** start of STORED ROWS **
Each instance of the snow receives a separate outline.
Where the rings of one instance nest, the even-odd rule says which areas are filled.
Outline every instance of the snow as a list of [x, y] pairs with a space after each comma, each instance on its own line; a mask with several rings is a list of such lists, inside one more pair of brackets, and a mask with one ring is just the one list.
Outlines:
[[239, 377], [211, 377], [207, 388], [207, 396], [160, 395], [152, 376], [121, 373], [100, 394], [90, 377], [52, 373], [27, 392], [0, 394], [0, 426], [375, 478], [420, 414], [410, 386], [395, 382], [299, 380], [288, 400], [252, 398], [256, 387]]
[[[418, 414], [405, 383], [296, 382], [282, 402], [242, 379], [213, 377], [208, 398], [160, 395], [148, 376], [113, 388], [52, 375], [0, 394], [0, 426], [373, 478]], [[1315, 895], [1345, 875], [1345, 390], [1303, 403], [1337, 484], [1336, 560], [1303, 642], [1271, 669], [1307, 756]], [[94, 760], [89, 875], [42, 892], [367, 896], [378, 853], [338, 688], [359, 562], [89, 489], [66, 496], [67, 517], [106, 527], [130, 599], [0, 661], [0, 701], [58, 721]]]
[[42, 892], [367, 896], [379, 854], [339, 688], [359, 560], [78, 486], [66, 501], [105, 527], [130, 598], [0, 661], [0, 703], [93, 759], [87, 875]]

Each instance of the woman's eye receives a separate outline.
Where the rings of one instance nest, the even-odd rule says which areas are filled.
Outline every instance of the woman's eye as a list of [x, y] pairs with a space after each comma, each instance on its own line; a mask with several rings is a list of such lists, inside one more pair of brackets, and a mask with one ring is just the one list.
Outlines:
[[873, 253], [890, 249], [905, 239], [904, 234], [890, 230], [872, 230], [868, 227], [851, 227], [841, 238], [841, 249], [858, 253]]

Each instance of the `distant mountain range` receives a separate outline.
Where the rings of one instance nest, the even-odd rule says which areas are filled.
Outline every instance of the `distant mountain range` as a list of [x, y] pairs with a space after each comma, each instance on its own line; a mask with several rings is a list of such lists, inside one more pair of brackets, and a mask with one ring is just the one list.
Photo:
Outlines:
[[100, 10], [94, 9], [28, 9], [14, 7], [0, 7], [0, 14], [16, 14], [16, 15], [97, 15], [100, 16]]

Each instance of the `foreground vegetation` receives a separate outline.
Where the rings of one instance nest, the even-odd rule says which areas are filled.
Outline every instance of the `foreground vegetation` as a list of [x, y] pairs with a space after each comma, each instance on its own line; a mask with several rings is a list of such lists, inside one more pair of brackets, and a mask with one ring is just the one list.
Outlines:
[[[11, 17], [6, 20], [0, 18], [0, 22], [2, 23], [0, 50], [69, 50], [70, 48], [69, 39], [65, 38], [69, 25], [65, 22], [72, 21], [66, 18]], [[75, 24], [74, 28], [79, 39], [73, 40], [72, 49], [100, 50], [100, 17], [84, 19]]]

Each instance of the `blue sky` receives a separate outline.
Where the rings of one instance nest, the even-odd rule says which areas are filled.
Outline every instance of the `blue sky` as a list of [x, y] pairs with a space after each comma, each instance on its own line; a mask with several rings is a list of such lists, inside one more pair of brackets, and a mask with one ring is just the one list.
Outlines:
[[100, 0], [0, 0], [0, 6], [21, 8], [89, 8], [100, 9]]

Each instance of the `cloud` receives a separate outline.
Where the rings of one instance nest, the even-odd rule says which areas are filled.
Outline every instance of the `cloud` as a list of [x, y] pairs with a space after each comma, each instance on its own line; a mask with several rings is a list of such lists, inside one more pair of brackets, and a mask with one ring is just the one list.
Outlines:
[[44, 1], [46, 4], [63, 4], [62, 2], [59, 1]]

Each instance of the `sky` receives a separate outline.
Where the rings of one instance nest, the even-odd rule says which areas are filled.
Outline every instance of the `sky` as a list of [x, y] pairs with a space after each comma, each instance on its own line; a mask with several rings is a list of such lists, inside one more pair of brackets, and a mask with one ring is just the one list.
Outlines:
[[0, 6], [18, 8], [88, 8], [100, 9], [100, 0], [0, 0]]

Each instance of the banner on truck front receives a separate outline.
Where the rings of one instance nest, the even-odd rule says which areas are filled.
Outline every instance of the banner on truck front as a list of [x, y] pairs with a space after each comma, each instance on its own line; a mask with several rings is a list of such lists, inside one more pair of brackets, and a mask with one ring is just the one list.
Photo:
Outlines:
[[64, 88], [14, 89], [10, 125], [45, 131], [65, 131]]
** end of STORED ROWS **
YOUR INSTRUCTIONS » Can you rewrite the lines from the one containing "Each instance of the woman's" through the one containing "249], [858, 253]]", keeping every line, and shift each outline coordinate by -102?

THE COMPLETED TASK »
Each instance of the woman's eye receives a separate outline.
Where the rings of one instance nest, the even-odd rule says which areas are filled.
Outline every instance of the woman's eye as a list of [x, y] pairs with a space after each comma, each instance on its own line; a mask with several rings is a list of such lists, inside one more pair of brackets, and a mask with one ring is just the one list.
Outlines:
[[771, 151], [788, 147], [803, 137], [802, 132], [788, 128], [770, 128], [766, 125], [749, 125], [739, 136], [739, 147], [756, 151]]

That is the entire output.